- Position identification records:
────────────────────

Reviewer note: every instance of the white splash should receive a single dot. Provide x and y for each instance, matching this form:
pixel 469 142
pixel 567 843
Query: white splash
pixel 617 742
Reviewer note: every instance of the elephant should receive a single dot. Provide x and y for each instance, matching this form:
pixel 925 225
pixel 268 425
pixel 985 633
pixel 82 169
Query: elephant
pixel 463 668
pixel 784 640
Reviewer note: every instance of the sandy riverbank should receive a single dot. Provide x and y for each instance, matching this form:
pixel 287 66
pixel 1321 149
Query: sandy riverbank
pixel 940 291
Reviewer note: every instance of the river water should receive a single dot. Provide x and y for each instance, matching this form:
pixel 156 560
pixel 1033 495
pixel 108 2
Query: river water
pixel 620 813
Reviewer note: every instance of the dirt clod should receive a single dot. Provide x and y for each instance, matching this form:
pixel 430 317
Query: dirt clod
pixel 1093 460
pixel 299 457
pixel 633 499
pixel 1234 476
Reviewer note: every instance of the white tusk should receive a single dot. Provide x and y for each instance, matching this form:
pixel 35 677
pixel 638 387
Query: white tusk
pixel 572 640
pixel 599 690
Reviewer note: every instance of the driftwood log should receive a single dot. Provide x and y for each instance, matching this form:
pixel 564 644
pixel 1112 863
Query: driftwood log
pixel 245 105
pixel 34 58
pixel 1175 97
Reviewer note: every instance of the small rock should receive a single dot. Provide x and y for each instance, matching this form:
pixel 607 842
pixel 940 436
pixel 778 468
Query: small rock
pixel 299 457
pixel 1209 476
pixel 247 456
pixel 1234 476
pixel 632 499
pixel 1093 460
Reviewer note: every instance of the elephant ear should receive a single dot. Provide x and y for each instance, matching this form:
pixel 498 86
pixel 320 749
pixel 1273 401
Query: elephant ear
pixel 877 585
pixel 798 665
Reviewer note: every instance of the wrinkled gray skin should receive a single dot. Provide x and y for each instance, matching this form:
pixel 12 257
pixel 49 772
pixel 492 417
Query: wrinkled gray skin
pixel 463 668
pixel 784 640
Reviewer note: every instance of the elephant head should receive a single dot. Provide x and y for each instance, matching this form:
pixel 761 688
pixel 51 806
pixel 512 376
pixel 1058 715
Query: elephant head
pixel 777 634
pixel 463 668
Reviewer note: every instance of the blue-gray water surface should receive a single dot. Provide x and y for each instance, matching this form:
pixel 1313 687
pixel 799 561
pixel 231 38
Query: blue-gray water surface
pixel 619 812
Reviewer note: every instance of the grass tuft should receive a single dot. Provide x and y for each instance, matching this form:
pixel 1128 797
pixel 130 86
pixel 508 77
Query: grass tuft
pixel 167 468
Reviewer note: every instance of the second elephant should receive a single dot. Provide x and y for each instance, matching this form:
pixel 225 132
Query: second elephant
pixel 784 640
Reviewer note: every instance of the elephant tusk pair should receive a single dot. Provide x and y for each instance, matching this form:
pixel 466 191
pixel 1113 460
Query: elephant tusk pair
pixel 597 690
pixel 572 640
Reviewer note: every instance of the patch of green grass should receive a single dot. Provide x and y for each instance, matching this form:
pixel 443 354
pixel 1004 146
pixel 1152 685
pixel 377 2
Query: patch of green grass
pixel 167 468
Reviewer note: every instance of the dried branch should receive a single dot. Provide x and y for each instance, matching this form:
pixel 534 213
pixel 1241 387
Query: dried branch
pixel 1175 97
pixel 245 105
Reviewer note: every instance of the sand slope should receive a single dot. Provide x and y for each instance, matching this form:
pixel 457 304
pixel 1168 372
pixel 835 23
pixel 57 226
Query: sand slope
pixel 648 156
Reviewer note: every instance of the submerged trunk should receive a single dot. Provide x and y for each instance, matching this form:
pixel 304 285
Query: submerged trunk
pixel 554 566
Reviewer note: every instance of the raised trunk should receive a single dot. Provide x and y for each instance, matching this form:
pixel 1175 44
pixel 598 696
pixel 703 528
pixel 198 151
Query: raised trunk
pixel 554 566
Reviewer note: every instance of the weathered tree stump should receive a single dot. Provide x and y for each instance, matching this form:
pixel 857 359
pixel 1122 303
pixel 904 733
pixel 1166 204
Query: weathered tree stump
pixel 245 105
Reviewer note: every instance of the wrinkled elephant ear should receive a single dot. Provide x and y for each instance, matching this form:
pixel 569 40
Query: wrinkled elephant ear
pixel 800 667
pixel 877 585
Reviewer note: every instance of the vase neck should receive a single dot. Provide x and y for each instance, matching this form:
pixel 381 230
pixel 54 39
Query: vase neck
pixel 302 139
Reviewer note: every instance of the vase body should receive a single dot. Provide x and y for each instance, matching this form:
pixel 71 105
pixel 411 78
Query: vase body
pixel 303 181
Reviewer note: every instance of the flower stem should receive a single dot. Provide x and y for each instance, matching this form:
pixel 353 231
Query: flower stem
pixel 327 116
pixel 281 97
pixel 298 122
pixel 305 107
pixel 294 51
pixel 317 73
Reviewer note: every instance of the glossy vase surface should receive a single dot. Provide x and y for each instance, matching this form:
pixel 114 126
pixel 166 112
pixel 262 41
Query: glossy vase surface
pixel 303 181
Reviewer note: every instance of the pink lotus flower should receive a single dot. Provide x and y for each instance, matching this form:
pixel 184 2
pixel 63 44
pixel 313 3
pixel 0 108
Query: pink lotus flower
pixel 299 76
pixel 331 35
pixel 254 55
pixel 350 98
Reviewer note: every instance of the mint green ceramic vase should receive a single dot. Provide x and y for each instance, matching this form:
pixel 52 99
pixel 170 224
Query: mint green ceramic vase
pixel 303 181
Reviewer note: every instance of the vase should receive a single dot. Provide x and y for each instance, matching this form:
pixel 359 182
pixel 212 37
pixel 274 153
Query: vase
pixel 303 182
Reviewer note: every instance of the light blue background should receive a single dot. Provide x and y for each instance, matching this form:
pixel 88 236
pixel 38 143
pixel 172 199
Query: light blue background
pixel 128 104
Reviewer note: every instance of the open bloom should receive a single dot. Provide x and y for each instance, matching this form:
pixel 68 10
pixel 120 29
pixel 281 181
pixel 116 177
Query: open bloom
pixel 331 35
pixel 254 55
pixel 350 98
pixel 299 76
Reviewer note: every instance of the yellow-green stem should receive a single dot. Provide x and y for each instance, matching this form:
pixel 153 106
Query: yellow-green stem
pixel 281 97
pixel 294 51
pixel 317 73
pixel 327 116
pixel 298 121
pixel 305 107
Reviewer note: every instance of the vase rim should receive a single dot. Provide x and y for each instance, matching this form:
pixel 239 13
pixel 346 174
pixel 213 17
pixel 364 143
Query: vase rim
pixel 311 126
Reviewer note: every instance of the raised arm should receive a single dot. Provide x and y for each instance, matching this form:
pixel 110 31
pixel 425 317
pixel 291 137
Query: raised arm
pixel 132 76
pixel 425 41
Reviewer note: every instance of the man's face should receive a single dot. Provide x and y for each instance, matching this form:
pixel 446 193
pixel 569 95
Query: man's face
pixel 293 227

────────────────────

With the line containing "Reviewer note: every instance of the yellow-green" as the first and the last line of the records as the final one, print exactly the lines in that span.

Reviewer note: every instance of the yellow-green stem should receive a single dot. Provide x and y for each instance, matching this form:
pixel 153 106
Query: yellow-green stem
pixel 281 97
pixel 294 51
pixel 317 73
pixel 327 116
pixel 298 121
pixel 305 107
Reviewer note: every instance of the vase rim should receive a single dot. Provide x and y for each instance, matching this form:
pixel 239 13
pixel 346 174
pixel 213 17
pixel 364 143
Query: vase rim
pixel 311 126
Reviewer note: every instance of the raised arm should receive a single dot. Provide x and y for each instance, matching this form:
pixel 110 31
pixel 425 317
pixel 291 137
Query: raised arm
pixel 132 76
pixel 425 41
Reviewer note: every instance of the man's face should receive a single dot. Provide x and y for each instance, matching this form:
pixel 446 193
pixel 569 95
Query: man's face
pixel 293 227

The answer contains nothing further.